**Material provided**

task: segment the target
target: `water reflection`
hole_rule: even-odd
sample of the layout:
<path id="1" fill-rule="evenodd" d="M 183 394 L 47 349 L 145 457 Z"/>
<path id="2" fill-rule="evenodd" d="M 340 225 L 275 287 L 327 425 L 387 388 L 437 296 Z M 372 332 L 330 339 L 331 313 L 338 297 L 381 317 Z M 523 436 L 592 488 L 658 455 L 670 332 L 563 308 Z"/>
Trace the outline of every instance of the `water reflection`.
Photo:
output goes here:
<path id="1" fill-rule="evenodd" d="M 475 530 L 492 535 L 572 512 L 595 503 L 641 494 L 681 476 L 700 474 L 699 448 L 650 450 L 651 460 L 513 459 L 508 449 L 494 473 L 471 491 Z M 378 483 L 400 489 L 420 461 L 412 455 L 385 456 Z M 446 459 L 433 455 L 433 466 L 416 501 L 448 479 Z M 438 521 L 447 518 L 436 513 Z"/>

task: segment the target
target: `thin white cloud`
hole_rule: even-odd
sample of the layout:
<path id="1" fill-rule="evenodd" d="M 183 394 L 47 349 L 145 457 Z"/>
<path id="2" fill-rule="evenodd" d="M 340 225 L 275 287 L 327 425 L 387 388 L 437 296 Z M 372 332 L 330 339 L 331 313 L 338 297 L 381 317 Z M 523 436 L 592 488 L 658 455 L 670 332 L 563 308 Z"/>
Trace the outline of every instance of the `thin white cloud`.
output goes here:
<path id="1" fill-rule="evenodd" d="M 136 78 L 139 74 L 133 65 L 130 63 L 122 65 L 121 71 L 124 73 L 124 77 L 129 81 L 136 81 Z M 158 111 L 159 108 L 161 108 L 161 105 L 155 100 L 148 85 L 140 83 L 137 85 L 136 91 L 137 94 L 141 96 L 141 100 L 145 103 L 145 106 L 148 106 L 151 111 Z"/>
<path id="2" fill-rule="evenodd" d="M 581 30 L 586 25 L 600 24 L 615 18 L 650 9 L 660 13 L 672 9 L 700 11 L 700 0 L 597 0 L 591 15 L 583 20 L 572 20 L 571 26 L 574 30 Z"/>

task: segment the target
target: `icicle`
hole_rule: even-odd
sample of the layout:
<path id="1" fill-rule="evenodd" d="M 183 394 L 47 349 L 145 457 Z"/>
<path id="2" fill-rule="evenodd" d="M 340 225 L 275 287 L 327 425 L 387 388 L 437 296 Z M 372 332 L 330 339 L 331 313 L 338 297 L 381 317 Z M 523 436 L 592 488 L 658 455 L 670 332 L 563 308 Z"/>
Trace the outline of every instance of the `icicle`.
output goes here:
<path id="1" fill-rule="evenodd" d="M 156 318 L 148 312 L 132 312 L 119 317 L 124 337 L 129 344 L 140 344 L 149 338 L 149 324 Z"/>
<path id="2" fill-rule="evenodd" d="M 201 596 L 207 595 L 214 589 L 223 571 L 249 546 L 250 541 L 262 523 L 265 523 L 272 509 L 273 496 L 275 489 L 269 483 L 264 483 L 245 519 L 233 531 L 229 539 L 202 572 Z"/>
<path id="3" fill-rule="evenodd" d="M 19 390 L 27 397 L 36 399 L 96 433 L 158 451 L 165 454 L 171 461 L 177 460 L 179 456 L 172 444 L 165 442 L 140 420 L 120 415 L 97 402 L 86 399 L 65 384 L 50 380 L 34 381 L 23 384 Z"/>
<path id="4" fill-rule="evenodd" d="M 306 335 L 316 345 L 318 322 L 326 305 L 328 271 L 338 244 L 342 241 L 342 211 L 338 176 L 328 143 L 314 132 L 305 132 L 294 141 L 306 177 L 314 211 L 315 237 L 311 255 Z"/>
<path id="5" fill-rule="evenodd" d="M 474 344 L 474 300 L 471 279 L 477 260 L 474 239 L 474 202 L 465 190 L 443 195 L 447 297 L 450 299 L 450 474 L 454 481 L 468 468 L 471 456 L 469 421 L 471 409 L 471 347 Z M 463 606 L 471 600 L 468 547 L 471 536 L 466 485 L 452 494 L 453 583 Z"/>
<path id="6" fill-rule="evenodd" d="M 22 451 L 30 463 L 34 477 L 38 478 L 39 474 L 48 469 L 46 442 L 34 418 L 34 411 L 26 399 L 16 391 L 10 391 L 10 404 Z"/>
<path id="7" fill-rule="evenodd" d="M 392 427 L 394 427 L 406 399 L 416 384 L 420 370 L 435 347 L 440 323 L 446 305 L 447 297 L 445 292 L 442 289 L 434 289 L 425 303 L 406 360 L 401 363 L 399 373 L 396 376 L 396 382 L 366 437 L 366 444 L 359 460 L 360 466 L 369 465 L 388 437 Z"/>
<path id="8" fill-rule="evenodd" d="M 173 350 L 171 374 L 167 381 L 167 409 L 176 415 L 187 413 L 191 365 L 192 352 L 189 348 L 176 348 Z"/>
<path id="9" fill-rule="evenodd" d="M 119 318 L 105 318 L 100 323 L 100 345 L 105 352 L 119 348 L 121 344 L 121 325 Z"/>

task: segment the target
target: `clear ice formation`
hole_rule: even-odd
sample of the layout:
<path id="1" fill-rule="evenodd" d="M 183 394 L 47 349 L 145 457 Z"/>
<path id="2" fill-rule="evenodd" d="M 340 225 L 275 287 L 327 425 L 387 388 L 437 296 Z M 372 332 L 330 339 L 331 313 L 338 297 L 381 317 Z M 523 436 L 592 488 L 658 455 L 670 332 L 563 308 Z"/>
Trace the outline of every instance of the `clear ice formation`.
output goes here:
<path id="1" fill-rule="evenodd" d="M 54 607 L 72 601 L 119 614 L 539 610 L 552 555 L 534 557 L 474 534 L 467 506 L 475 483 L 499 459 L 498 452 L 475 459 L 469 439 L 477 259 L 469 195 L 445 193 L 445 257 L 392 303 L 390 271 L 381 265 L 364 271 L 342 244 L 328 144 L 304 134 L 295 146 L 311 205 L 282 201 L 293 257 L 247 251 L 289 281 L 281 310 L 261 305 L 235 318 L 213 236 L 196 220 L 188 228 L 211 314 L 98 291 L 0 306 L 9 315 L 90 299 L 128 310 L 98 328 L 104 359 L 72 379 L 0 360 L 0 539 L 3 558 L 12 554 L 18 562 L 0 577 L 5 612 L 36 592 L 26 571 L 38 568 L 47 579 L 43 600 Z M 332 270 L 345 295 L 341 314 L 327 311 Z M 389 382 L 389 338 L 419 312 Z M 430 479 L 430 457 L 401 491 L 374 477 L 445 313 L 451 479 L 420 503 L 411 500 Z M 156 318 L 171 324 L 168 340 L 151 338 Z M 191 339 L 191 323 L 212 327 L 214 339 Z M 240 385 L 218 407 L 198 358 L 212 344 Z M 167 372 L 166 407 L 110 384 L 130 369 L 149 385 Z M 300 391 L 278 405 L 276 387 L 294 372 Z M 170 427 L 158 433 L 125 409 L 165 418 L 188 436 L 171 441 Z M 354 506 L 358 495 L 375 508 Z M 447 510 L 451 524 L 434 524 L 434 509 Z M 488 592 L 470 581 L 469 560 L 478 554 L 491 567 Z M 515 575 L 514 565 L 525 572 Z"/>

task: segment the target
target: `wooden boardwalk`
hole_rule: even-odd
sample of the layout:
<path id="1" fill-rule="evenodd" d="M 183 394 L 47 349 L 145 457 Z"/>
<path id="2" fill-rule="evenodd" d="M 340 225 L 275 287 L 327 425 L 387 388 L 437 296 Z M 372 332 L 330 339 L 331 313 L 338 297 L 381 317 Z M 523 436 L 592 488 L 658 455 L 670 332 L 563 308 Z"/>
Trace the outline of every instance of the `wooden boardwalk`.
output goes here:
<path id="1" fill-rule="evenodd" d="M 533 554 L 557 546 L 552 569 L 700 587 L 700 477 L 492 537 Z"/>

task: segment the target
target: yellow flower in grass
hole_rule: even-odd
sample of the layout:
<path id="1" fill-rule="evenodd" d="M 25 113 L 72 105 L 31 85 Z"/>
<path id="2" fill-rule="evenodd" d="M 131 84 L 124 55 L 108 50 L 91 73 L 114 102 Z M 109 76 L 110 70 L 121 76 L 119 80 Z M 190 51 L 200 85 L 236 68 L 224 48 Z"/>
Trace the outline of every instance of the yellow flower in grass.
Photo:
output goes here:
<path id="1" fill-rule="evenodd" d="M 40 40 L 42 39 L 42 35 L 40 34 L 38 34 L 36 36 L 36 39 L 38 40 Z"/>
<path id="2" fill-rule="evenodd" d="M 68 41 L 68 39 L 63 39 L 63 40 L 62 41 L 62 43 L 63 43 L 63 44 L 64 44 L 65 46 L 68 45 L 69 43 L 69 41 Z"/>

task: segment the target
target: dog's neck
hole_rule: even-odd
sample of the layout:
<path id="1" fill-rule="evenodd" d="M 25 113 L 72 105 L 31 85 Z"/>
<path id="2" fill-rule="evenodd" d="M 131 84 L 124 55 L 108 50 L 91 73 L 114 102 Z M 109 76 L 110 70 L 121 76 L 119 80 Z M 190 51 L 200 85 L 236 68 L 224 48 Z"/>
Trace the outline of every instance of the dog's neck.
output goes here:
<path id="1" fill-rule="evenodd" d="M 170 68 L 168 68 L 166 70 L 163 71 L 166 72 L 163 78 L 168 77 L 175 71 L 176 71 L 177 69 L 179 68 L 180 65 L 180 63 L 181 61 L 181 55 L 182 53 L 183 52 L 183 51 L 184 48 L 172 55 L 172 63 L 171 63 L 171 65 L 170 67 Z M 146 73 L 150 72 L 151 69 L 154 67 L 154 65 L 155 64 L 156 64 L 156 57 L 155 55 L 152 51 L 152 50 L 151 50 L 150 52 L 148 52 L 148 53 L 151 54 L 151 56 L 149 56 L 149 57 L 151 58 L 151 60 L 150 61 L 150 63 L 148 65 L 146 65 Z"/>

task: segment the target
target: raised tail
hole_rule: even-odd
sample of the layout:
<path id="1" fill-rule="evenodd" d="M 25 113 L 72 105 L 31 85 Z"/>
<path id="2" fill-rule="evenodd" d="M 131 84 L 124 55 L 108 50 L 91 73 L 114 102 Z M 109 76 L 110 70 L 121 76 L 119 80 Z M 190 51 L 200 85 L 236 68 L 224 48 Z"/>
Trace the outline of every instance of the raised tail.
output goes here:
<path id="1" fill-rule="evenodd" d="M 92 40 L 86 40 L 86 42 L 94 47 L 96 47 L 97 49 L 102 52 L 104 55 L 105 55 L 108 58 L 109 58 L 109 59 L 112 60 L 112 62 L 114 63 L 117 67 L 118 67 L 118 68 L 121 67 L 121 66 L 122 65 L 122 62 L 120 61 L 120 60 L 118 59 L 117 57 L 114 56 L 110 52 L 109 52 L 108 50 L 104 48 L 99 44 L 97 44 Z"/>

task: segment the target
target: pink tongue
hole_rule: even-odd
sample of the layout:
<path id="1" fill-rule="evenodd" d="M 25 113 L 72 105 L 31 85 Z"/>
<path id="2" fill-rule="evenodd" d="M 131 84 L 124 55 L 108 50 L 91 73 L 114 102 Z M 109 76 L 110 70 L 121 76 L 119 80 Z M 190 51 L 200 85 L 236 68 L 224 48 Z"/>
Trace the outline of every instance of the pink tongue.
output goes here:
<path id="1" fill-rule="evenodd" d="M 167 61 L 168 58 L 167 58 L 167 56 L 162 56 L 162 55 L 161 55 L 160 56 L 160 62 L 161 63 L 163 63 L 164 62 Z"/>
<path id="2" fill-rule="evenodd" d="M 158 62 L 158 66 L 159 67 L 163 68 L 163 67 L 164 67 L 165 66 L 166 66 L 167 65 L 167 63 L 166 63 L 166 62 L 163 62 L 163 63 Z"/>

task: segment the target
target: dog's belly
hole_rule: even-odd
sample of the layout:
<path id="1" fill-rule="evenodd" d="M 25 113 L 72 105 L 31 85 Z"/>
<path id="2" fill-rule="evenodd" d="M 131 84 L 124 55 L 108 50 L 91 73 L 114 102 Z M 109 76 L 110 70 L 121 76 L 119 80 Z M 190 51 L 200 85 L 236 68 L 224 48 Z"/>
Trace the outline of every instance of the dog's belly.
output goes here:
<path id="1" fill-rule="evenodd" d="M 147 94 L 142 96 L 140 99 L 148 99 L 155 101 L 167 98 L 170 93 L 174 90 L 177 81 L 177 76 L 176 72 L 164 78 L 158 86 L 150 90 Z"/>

**Written exercise**
Rewrite the listing starting at its first line and ending at the line containing "581 30 L 586", replacing "outline" with "contour" and leaving everything else unchanged.

**Task response**
task: segment the target
target: `water reflection`
hole_rule: even-odd
sample of the layout:
<path id="1" fill-rule="evenodd" d="M 183 394 L 47 349 L 145 457 Z"/>
<path id="2" fill-rule="evenodd" d="M 340 225 L 275 287 L 327 425 L 387 388 L 437 296 Z M 372 332 L 330 339 L 331 313 L 338 297 L 381 317 Z M 523 436 L 592 488 L 658 455 L 670 332 L 563 308 Z"/>
Trace the contour of every instance of the `water reflection`.
Photo:
output goes here:
<path id="1" fill-rule="evenodd" d="M 475 530 L 492 535 L 572 512 L 595 503 L 641 494 L 681 476 L 700 474 L 699 448 L 650 450 L 651 460 L 513 459 L 508 449 L 494 473 L 471 491 Z M 378 483 L 400 489 L 420 461 L 412 455 L 385 456 Z M 446 459 L 433 455 L 433 466 L 416 501 L 448 479 Z M 438 521 L 447 518 L 436 513 Z"/>

task: segment the target
target: `thin white cloud`
hole_rule: even-odd
sample of the layout:
<path id="1" fill-rule="evenodd" d="M 183 394 L 47 349 L 145 457 Z"/>
<path id="2" fill-rule="evenodd" d="M 340 225 L 275 287 L 327 425 L 387 388 L 437 296 Z M 372 332 L 330 339 L 331 313 L 338 297 L 381 317 Z M 523 436 L 592 488 L 658 455 L 670 332 L 563 308 Z"/>
Trace the contour of every instance of the `thin white cloud`.
output goes here:
<path id="1" fill-rule="evenodd" d="M 136 78 L 139 74 L 133 65 L 130 63 L 122 65 L 121 71 L 124 73 L 124 77 L 129 81 L 136 81 Z M 158 111 L 159 108 L 161 108 L 161 105 L 155 100 L 148 85 L 140 83 L 137 85 L 136 91 L 137 94 L 141 96 L 141 100 L 145 103 L 145 106 L 148 106 L 151 111 Z"/>
<path id="2" fill-rule="evenodd" d="M 581 30 L 586 25 L 600 24 L 615 18 L 650 9 L 660 13 L 672 9 L 700 11 L 700 0 L 597 0 L 591 15 L 583 20 L 572 20 L 571 26 L 574 30 Z"/>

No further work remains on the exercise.